■ Goal of the exercise
Write out the passage from the post on family warmth and early sexual behavior exactly, starting at "This is another" and ending at "of daily life.)".

A terrific article in Time magazine talks about how we develop the ability to love -- as well as the style in which we love.
Writer Tiffany Sharples mentions unpublished research showing that kids who grow up in cold or hostile families are more likely to engage in sexual behavior at an early age.
Psychologists have long warned that children who grow up in a hostile home or one in which warmth is withheld are likelier to start having sex earlier and engage in it more frequently. In a study that will be published in March, Trish Williams, a neuropsychology fellow at Alberta Children's Hospital, studied a group of 1,959 kids ages 11 to 13 and did find a striking correlation between a volatile home and earlier sexual behavior. A few of the children had had intercourse at as young an age as 12, and while the number of sexually active kids wasn't high--just 2% of the total--the cause was clear. "Hostile parenting is highly associated with problem behavior," says Williams.
This is another thing that can seem like a big duh. When you don't get enough love at home, you'll try to get it wherever you can -- and for preteens and teens, love is pretty hard to separate from sex. (And that craving for love can be seen as a need for more oxytocin release to counteract the stress of daily life.)
But it's important to have this kind of statistical backing for what some people understand intuitively, because other people don't. Everyone thinks -- or at least unconsciously feels -- that the way they grew up is normal. If you had cold withdrawn parents, you're very likely to parent your kids the same way, rationalizing it by saying, "They need to be independent and able to stand up to the hardships of life." Or something.

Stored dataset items
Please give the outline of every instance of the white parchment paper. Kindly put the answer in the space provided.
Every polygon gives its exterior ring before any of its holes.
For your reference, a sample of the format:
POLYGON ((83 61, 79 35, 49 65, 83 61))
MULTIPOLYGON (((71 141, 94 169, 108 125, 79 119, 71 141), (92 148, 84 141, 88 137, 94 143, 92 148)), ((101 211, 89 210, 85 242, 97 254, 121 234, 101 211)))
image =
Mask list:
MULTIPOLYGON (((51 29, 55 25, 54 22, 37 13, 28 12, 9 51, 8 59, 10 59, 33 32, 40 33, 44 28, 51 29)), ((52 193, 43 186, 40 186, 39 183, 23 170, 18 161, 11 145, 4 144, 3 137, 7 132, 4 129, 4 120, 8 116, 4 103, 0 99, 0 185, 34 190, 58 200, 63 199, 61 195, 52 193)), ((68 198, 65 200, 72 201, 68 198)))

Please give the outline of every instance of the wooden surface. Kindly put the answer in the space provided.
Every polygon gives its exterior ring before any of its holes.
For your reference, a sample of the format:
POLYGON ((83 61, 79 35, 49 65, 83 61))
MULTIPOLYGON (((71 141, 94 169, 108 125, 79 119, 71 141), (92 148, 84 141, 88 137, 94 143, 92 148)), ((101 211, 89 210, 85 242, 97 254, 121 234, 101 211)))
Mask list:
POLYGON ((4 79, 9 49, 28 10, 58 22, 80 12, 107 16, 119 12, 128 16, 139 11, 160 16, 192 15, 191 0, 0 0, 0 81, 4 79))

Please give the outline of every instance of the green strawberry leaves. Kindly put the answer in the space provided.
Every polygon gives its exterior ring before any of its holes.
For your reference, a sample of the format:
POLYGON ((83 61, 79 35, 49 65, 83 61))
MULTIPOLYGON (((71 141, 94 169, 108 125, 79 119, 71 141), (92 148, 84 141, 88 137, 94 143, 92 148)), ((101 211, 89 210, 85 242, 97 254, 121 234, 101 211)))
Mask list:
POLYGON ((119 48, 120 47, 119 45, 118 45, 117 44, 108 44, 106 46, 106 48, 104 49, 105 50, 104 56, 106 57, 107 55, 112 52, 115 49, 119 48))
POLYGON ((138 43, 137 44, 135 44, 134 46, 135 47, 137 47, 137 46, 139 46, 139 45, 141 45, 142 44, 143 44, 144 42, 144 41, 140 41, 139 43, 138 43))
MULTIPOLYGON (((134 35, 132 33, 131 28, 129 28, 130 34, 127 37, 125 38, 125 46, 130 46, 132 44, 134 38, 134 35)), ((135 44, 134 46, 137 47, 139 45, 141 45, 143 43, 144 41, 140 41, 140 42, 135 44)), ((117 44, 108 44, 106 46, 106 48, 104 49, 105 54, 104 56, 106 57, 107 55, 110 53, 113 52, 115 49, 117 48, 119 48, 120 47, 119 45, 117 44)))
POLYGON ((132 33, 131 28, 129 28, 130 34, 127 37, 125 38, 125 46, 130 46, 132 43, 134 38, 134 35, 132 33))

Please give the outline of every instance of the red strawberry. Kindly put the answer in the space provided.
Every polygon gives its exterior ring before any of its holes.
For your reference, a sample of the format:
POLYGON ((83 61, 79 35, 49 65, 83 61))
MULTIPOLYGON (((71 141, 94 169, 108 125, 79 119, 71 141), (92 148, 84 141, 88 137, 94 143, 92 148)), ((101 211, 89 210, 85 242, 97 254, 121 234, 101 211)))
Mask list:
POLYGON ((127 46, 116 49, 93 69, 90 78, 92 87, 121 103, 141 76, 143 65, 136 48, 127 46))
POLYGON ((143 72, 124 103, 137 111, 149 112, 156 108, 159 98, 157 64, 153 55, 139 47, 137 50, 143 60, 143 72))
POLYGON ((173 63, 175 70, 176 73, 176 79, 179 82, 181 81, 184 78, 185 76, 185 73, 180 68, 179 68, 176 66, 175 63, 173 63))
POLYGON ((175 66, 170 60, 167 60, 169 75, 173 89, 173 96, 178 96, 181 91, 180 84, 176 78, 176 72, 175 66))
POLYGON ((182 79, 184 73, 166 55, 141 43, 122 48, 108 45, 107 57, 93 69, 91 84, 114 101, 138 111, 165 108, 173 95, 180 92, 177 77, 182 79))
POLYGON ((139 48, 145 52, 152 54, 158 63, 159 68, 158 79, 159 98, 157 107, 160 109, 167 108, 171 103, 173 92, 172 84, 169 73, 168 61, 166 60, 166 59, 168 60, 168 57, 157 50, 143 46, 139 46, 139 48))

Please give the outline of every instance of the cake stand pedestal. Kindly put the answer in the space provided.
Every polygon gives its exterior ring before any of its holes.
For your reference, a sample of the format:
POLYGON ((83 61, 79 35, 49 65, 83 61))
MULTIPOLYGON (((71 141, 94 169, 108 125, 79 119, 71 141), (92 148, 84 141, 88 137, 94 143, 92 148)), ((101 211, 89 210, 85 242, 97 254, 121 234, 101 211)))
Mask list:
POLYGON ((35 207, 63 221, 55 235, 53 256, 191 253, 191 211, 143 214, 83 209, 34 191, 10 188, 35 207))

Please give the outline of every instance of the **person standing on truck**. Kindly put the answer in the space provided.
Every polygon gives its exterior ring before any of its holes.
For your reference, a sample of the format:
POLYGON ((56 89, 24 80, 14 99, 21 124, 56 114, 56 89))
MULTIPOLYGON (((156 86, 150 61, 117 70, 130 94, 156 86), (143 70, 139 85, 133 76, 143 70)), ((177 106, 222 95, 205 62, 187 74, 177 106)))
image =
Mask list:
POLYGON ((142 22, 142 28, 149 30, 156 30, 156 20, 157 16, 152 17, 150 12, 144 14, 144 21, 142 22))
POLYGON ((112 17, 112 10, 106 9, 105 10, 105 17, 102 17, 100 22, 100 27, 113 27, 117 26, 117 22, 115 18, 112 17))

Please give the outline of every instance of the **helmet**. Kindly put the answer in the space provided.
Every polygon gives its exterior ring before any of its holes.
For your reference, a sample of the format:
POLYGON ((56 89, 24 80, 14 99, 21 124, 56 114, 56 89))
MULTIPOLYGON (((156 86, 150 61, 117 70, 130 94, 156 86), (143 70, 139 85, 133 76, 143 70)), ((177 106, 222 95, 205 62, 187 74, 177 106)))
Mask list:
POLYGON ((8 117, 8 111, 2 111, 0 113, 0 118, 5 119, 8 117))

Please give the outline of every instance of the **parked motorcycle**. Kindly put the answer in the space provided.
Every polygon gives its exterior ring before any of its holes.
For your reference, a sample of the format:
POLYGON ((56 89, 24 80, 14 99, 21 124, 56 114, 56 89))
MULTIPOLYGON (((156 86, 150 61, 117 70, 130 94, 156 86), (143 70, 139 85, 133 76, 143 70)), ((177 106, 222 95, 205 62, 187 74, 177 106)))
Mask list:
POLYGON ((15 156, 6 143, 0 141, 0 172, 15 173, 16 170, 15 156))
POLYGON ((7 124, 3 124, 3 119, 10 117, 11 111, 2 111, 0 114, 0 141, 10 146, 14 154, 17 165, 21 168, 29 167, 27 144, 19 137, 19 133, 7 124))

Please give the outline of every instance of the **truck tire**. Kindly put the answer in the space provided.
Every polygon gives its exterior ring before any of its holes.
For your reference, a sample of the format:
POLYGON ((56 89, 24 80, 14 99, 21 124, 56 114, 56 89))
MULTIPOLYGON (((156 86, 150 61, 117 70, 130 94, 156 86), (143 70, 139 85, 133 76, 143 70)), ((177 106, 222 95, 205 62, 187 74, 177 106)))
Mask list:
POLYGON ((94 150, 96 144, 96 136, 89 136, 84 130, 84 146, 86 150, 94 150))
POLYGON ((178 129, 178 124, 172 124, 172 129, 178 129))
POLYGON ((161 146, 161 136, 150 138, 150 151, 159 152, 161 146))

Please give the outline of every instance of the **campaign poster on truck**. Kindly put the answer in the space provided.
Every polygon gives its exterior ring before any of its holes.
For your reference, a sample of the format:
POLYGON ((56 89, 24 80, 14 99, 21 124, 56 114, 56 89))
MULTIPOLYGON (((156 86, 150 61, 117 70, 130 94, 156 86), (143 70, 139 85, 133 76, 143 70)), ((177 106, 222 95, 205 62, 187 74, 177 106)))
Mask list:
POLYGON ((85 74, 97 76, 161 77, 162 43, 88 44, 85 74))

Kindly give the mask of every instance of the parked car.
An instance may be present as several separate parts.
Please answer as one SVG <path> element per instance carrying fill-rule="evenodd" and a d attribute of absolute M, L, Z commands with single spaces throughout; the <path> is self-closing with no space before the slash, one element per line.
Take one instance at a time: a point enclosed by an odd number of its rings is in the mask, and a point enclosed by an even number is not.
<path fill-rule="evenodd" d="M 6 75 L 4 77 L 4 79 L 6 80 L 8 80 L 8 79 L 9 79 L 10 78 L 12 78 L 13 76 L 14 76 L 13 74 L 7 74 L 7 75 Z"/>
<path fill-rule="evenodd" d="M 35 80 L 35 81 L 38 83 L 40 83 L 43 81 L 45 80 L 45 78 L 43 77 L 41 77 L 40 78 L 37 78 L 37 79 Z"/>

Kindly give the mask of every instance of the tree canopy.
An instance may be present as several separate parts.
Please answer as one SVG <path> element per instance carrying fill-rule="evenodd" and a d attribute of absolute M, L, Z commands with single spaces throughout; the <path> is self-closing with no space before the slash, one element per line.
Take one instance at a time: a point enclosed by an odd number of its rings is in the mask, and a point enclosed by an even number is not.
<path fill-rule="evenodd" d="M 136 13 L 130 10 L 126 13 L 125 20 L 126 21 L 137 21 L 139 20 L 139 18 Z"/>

■ Answer box
This is another thing that can seem like a big duh. When you don't get enough love at home, you'll try to get it wherever you can -- and for preteens and teens, love is pretty hard to separate from sex. (And that craving for love can be seen as a need for more oxytocin release to counteract the stress of daily life.)